### TASK TO COMPLETE
From the data below, gather each line that contains the word "would".

>> START SOURCE RECORDS

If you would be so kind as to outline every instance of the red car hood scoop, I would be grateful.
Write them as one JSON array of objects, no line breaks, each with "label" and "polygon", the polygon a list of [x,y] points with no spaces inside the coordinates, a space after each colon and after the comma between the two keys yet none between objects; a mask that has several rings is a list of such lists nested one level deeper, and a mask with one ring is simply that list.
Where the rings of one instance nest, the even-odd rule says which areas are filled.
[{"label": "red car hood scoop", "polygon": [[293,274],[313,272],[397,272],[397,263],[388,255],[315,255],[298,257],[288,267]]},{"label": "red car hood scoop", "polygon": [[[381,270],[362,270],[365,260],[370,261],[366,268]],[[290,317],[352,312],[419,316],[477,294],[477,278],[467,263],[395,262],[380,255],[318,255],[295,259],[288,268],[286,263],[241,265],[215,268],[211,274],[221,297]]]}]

>> END SOURCE RECORDS
>> START SOURCE RECORDS

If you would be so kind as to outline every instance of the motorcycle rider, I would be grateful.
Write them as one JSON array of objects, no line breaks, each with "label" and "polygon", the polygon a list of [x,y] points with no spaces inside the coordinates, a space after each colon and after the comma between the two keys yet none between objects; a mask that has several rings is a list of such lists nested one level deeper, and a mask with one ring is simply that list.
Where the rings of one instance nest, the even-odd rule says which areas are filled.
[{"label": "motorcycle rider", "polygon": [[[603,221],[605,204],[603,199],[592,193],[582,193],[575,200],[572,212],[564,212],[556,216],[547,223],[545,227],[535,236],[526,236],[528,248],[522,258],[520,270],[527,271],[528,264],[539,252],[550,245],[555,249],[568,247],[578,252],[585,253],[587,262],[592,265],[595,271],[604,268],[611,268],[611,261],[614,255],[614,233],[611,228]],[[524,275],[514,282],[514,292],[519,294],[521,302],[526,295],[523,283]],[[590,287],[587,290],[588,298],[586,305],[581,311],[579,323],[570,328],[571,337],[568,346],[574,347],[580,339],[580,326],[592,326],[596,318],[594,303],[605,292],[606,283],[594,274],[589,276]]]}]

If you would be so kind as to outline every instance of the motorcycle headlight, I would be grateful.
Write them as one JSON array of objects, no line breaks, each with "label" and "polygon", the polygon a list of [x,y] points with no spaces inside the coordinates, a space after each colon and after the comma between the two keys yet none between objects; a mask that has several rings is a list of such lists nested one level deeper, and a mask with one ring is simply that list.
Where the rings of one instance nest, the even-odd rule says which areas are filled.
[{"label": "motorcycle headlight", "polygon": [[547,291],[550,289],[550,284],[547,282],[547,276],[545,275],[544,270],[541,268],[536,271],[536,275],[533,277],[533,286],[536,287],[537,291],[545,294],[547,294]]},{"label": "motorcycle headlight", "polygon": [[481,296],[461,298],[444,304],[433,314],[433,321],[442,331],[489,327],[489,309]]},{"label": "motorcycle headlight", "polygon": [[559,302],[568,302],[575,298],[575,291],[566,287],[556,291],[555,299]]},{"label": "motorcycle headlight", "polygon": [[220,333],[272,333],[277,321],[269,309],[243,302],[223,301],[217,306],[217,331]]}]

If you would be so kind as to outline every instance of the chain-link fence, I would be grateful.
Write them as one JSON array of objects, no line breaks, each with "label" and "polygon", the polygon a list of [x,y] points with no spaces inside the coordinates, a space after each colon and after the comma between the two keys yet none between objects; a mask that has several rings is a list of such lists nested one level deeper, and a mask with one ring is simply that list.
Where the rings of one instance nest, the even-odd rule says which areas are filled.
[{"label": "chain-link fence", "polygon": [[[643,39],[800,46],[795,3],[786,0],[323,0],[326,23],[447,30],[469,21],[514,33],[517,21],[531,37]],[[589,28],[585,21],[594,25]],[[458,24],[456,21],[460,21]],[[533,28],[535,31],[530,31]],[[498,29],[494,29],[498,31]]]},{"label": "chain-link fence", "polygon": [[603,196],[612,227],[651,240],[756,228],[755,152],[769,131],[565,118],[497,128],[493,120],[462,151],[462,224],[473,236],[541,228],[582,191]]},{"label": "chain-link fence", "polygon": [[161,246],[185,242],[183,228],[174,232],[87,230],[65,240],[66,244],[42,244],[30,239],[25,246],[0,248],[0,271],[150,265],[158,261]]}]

>> END SOURCE RECORDS
>> START SOURCE RECORDS

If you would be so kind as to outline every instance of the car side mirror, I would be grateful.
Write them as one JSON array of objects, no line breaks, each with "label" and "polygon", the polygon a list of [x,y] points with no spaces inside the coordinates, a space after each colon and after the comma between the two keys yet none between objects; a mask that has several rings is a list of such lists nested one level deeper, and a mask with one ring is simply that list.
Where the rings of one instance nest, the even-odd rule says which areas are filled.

>> END SOURCE RECORDS

### FULL OUTPUT
If you would be so kind as to outline every instance of the red car hood scoop, I would be grateful.
If you would be so kind as to outline every instance of the motorcycle rider, I would be grateful.
If you would be so kind as to outline every instance of the motorcycle headlight, I would be grateful.
If you would be so kind as to outline every instance of the chain-link fence, I would be grateful.
If you would be so kind as to outline every instance of the car side mirror, I would be grateful.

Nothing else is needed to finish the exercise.